## Work request
Looking at the entries below, how many lines include the word "white"? Answer with the number alone.

Available data START

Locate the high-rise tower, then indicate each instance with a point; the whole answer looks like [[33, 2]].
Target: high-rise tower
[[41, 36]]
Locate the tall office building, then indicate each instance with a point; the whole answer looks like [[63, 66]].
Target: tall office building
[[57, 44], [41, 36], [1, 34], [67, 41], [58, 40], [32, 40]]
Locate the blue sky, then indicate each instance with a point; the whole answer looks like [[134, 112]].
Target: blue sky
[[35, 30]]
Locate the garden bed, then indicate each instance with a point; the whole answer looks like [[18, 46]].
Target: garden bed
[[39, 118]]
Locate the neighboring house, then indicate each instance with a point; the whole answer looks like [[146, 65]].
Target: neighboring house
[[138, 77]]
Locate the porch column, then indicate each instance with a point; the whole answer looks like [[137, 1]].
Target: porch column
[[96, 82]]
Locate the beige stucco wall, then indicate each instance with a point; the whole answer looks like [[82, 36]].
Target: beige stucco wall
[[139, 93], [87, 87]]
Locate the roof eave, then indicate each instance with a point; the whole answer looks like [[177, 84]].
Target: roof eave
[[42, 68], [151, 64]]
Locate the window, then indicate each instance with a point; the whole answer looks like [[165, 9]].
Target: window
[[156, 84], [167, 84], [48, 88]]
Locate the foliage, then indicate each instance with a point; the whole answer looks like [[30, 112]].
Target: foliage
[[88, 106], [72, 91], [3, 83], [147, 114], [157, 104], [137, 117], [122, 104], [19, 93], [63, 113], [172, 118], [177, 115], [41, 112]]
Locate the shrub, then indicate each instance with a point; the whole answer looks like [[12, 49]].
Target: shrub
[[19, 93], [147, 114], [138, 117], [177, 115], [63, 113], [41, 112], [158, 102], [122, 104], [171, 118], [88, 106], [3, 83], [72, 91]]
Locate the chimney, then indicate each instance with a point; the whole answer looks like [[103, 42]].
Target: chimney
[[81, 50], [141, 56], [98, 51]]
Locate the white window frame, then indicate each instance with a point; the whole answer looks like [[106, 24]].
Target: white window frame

Available data END

## Your response
2